--- Start of EXTRACTED MATERIAL ---

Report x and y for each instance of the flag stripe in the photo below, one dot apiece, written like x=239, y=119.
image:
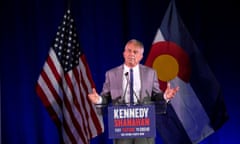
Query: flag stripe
x=64, y=84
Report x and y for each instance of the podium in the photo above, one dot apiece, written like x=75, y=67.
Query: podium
x=131, y=121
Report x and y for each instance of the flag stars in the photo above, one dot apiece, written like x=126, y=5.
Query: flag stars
x=66, y=45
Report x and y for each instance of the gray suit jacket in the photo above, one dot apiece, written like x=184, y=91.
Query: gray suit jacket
x=112, y=88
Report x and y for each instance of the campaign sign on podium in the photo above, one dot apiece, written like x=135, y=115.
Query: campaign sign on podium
x=133, y=121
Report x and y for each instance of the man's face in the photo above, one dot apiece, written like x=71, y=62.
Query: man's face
x=132, y=54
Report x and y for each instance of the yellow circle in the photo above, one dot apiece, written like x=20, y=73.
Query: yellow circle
x=166, y=66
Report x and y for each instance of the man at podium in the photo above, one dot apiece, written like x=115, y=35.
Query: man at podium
x=132, y=83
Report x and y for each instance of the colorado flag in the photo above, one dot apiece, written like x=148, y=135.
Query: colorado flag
x=198, y=108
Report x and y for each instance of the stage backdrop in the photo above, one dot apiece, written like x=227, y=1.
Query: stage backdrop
x=28, y=28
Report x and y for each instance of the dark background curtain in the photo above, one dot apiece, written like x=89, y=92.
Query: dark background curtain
x=28, y=28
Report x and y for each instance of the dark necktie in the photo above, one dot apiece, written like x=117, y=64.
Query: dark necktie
x=131, y=87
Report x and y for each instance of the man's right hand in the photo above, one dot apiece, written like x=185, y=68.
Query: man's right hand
x=94, y=97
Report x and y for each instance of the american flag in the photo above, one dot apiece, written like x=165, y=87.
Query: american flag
x=63, y=86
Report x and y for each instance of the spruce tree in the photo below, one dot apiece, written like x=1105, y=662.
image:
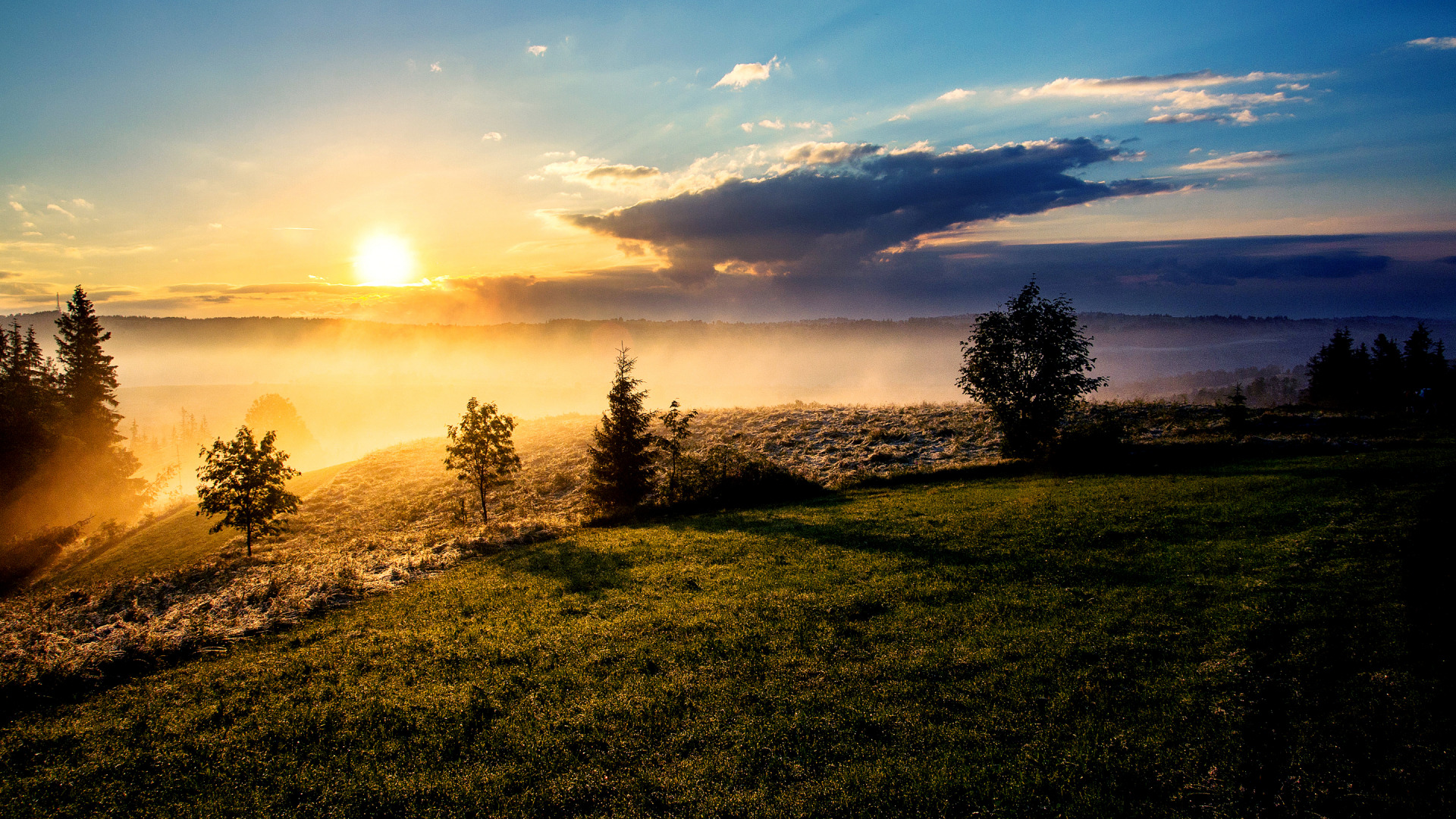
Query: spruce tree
x=88, y=376
x=622, y=453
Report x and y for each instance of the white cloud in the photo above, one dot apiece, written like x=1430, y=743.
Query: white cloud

--- End of EXTRACTED MATERIAL ---

- WHAT THE TASK ASKS -
Render the items from the start through the line containing "x=131, y=121" as a two-column CSV with the headers instruction and point, one row per item, each value in a single quoted field with line breaks replaced by spaces. Leave the pictures out.

- RESULT OF THIS EXERCISE -
instruction,point
"Report x and y for each instance of the flag stripe in the photo below, one dot apiece, written like x=239, y=119. image: Query: flag stripe","x=64, y=84"
"Report x and y for each instance of the podium in the photo above, one dot apiece, written like x=75, y=67. Query: podium","x=131, y=121"